# Written task:
Identify every line in the listing below that contains the string "light", treating case as significant, and copy each such line.

Point annotation data
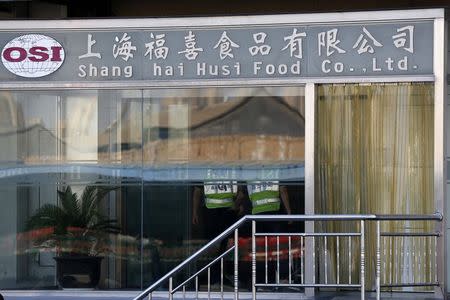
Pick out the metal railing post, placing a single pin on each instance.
(378, 263)
(363, 280)
(253, 260)
(236, 264)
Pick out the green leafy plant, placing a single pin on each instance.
(76, 226)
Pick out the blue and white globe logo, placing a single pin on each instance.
(33, 55)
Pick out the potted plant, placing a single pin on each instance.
(78, 232)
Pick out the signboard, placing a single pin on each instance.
(263, 52)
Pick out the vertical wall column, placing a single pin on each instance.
(310, 103)
(440, 94)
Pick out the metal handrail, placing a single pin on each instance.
(305, 218)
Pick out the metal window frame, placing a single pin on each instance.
(439, 79)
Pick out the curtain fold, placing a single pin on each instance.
(374, 154)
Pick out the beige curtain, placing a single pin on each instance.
(374, 154)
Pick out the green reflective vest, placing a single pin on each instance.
(219, 195)
(265, 196)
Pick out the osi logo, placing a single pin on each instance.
(32, 55)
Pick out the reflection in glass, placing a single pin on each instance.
(154, 147)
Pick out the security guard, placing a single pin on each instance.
(266, 197)
(219, 202)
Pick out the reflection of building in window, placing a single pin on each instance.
(252, 129)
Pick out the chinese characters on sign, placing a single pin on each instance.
(262, 52)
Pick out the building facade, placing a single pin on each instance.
(344, 112)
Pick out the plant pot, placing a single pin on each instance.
(78, 272)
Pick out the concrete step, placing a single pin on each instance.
(129, 295)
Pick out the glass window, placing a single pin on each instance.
(154, 154)
(375, 154)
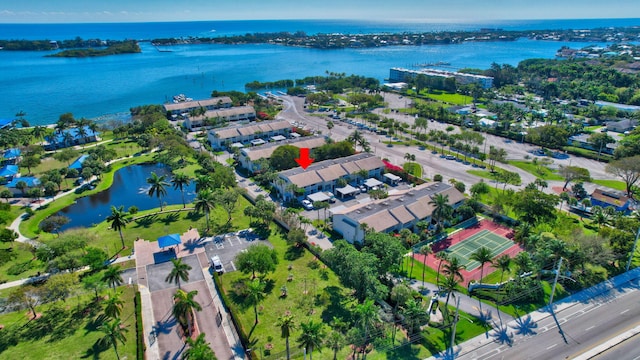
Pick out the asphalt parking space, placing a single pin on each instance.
(157, 273)
(227, 247)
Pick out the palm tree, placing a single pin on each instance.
(118, 220)
(503, 263)
(205, 202)
(203, 182)
(311, 337)
(335, 341)
(114, 332)
(113, 276)
(113, 306)
(255, 293)
(158, 187)
(286, 324)
(442, 256)
(483, 256)
(180, 181)
(425, 250)
(367, 315)
(442, 210)
(198, 349)
(453, 268)
(179, 272)
(183, 307)
(449, 286)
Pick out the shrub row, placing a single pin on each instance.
(140, 348)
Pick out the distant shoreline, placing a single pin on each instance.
(84, 48)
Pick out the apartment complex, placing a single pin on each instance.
(323, 176)
(403, 209)
(249, 156)
(397, 75)
(248, 134)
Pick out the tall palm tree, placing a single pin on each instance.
(312, 336)
(203, 182)
(335, 341)
(205, 202)
(198, 349)
(286, 324)
(113, 276)
(183, 307)
(449, 286)
(179, 272)
(441, 256)
(425, 250)
(113, 332)
(502, 263)
(158, 187)
(442, 210)
(180, 181)
(113, 306)
(118, 220)
(367, 316)
(255, 293)
(454, 268)
(483, 256)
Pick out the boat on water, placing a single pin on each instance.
(181, 98)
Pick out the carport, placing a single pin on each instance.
(346, 191)
(319, 196)
(392, 178)
(371, 182)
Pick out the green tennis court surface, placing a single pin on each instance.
(463, 250)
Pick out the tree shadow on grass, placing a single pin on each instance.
(169, 218)
(336, 307)
(94, 351)
(194, 216)
(294, 253)
(146, 221)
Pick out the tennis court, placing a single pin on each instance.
(463, 250)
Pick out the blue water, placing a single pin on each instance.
(129, 189)
(94, 87)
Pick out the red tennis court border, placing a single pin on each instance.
(461, 235)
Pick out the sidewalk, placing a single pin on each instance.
(564, 304)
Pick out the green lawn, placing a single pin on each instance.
(323, 299)
(454, 99)
(613, 184)
(538, 170)
(65, 331)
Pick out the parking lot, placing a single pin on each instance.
(228, 246)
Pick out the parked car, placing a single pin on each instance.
(217, 264)
(307, 204)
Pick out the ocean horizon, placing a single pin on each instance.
(107, 87)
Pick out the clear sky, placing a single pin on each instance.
(64, 11)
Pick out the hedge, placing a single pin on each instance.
(140, 348)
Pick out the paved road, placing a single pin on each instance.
(432, 163)
(580, 324)
(628, 350)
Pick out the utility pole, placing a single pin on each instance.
(633, 249)
(555, 282)
(453, 328)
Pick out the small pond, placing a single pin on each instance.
(129, 188)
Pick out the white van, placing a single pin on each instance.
(217, 264)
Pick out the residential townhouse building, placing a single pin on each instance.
(402, 209)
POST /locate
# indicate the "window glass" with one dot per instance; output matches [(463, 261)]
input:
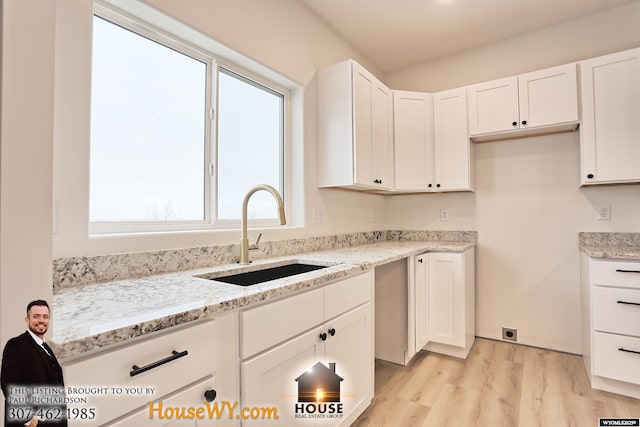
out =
[(250, 138), (152, 135), (148, 130)]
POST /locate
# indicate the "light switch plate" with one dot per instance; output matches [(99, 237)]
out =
[(604, 213)]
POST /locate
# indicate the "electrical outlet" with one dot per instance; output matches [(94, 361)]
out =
[(318, 216), (604, 213), (509, 334)]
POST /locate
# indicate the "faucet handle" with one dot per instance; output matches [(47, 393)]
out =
[(255, 245)]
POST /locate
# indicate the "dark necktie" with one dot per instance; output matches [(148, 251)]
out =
[(46, 347)]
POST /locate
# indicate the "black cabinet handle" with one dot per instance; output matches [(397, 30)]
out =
[(174, 355), (210, 395), (628, 303)]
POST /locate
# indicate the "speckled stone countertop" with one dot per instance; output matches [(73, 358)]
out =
[(88, 318), (623, 246)]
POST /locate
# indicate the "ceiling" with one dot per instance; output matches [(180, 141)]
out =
[(394, 34)]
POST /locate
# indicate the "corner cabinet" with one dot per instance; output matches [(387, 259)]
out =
[(610, 130), (413, 140), (185, 368), (611, 324), (283, 340), (444, 302), (537, 102), (355, 142), (453, 165)]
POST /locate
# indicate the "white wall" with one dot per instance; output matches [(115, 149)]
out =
[(528, 207), (279, 35), (26, 135), (609, 31)]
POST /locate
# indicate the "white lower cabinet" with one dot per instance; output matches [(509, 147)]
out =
[(137, 383), (611, 324), (191, 397), (342, 342), (444, 302)]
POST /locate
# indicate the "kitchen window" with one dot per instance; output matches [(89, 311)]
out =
[(177, 139)]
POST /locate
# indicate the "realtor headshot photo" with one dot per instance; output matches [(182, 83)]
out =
[(31, 377), (346, 213)]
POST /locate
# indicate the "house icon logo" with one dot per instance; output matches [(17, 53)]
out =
[(319, 392)]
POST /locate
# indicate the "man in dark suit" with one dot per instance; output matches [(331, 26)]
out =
[(31, 376)]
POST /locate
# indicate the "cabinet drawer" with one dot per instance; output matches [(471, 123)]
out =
[(610, 361), (616, 310), (347, 294), (191, 397), (616, 273), (265, 326), (113, 369)]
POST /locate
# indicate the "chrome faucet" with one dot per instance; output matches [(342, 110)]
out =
[(244, 241)]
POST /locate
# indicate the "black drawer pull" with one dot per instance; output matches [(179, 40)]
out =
[(174, 355), (628, 351), (628, 303)]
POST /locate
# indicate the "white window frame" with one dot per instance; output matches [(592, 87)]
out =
[(210, 222)]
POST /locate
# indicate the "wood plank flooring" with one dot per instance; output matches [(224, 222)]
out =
[(499, 384)]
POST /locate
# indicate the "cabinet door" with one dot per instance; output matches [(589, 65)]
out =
[(413, 140), (610, 130), (372, 115), (382, 136), (493, 106), (548, 97), (446, 299), (363, 91), (349, 345), (421, 300), (452, 146), (269, 380)]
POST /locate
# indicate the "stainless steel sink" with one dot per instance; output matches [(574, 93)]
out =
[(264, 275)]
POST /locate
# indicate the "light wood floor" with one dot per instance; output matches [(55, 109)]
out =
[(499, 384)]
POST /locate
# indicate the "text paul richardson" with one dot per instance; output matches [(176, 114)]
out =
[(41, 395), (211, 410)]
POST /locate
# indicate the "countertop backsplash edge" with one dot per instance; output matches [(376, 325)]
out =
[(84, 270)]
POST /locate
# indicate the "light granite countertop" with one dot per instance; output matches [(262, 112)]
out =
[(612, 245), (89, 318), (613, 252)]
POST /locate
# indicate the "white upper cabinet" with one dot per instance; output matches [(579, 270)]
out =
[(537, 102), (355, 141), (610, 131), (452, 148), (413, 140)]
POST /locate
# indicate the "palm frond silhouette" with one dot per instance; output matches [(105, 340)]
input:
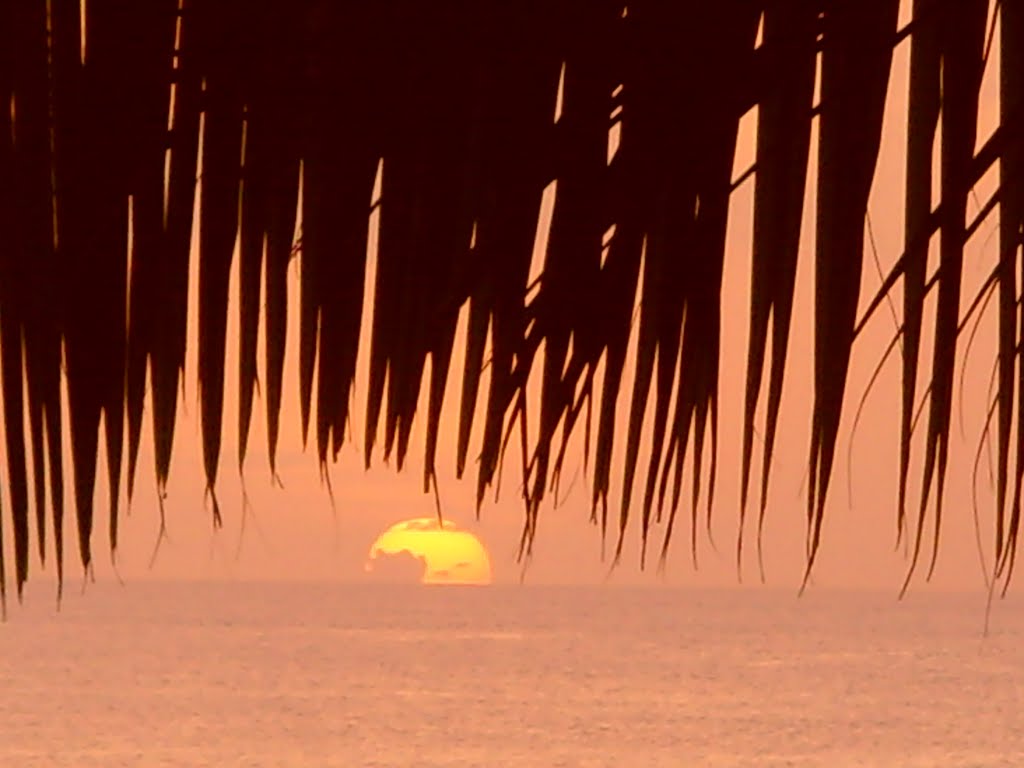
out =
[(112, 108)]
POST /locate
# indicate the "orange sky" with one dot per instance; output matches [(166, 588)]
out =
[(293, 532)]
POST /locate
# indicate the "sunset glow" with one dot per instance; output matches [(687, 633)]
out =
[(442, 552)]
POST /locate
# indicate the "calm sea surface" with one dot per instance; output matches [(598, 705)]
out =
[(323, 675)]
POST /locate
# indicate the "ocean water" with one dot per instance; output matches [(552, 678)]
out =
[(327, 675)]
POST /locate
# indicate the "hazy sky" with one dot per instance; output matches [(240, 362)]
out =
[(293, 532)]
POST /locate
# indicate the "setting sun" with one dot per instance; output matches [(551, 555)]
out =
[(431, 552)]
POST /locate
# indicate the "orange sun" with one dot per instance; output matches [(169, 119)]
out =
[(430, 552)]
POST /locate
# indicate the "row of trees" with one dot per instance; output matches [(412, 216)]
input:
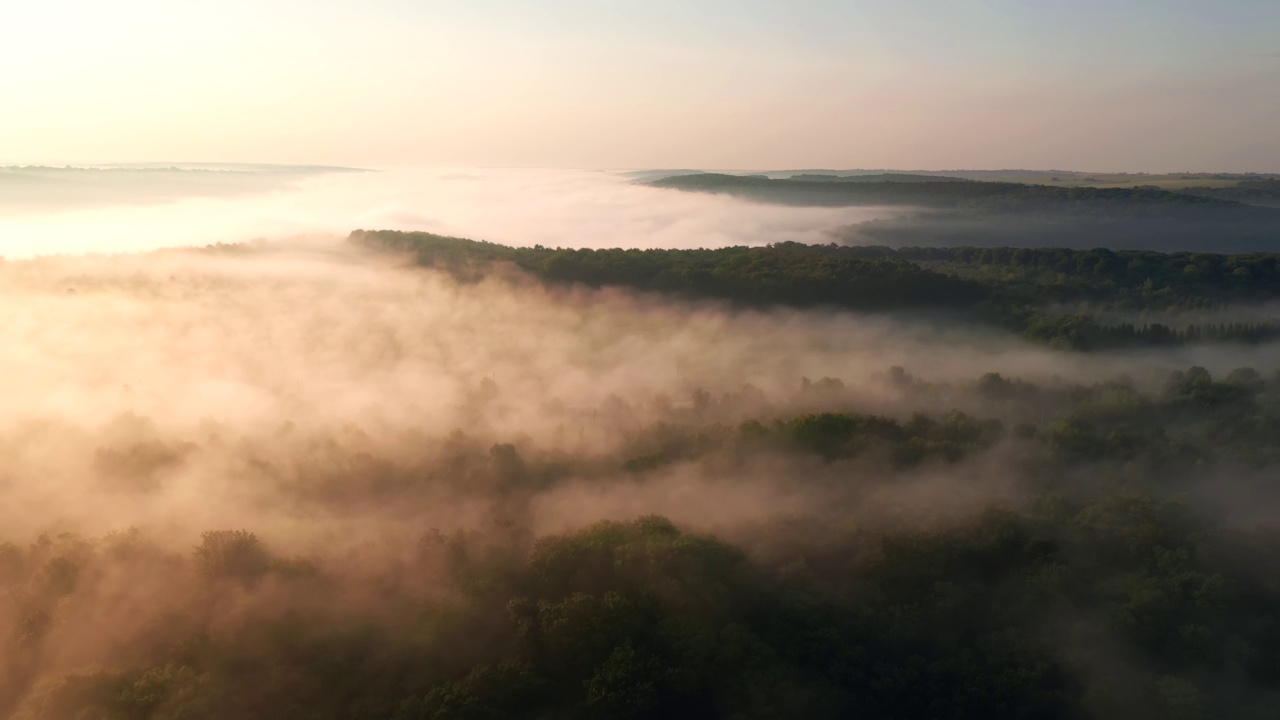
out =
[(1120, 580), (1050, 296)]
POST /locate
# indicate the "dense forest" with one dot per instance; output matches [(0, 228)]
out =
[(1064, 297), (412, 477), (1025, 215), (1112, 566)]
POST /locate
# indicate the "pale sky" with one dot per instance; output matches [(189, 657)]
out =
[(1118, 85)]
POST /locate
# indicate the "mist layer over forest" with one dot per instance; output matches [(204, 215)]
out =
[(315, 479), (124, 209), (649, 454)]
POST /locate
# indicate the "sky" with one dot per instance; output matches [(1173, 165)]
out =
[(1133, 85)]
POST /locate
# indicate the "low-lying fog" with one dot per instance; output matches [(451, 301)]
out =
[(259, 356), (109, 210)]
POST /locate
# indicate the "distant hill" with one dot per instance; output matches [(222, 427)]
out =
[(1020, 215), (1265, 192), (880, 177)]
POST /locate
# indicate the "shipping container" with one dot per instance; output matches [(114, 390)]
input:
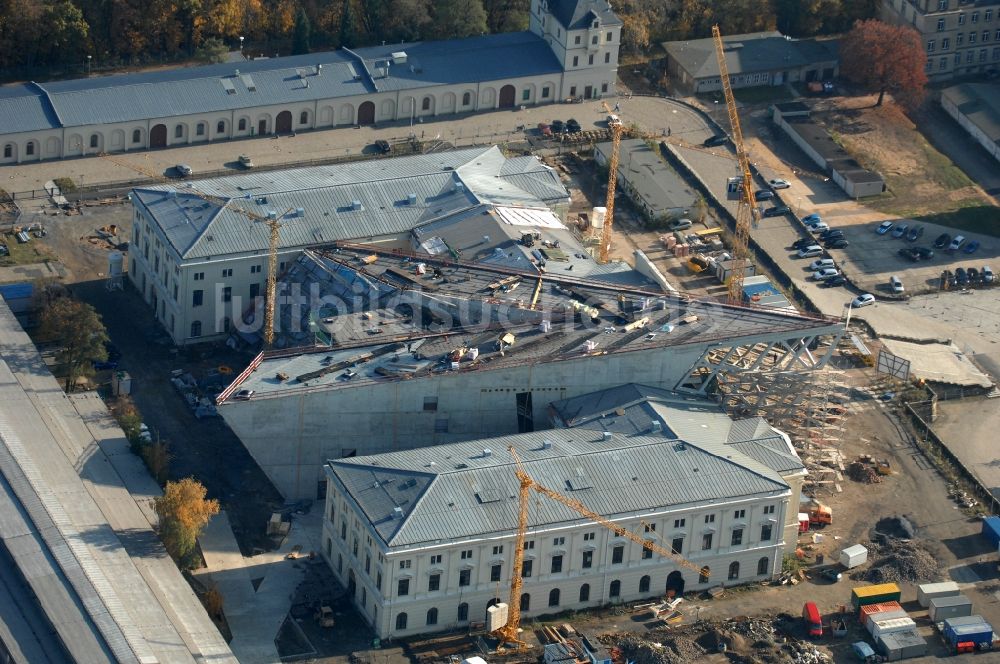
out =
[(867, 612), (970, 629), (927, 591), (882, 627), (942, 608), (853, 556), (991, 529), (902, 645), (883, 592), (883, 617)]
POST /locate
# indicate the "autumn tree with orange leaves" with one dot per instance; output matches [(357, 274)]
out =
[(184, 512), (885, 58)]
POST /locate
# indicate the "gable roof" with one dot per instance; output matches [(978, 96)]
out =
[(444, 183), (749, 53), (578, 14), (461, 491), (270, 81)]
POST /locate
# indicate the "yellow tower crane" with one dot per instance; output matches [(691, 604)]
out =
[(616, 127), (273, 223), (508, 634), (746, 210)]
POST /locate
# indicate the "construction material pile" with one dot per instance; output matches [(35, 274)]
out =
[(896, 557), (673, 650)]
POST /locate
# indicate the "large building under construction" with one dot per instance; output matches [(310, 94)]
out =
[(415, 351), (424, 539)]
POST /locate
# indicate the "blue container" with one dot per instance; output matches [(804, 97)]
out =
[(991, 529)]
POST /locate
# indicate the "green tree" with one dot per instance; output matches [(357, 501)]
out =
[(184, 512), (300, 38), (78, 328), (454, 19)]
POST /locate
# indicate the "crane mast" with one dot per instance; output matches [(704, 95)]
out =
[(747, 207)]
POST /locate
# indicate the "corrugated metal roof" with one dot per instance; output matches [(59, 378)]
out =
[(458, 491), (193, 90), (445, 184)]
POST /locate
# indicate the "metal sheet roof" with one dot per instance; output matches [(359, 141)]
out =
[(630, 476)]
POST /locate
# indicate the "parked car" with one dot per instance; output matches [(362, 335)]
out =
[(821, 263), (825, 273), (863, 300)]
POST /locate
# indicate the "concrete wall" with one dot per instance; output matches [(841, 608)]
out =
[(376, 590)]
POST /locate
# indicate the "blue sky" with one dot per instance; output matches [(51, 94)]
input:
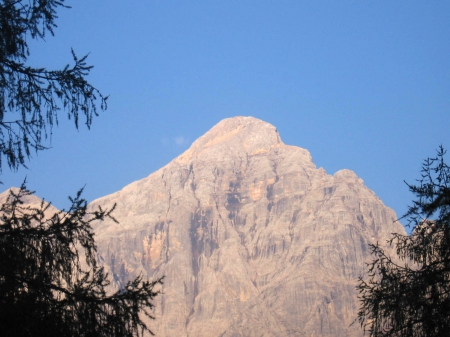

# Answer to the exercise:
# indicate the "light switch plate" with one dot per instance; output matches [(99, 237)]
# indicate the "light wood floor" with one dot per instance; output matches [(55, 109)]
# indicate the "light granite countertop" with one dot per instance; output matches [(262, 112)]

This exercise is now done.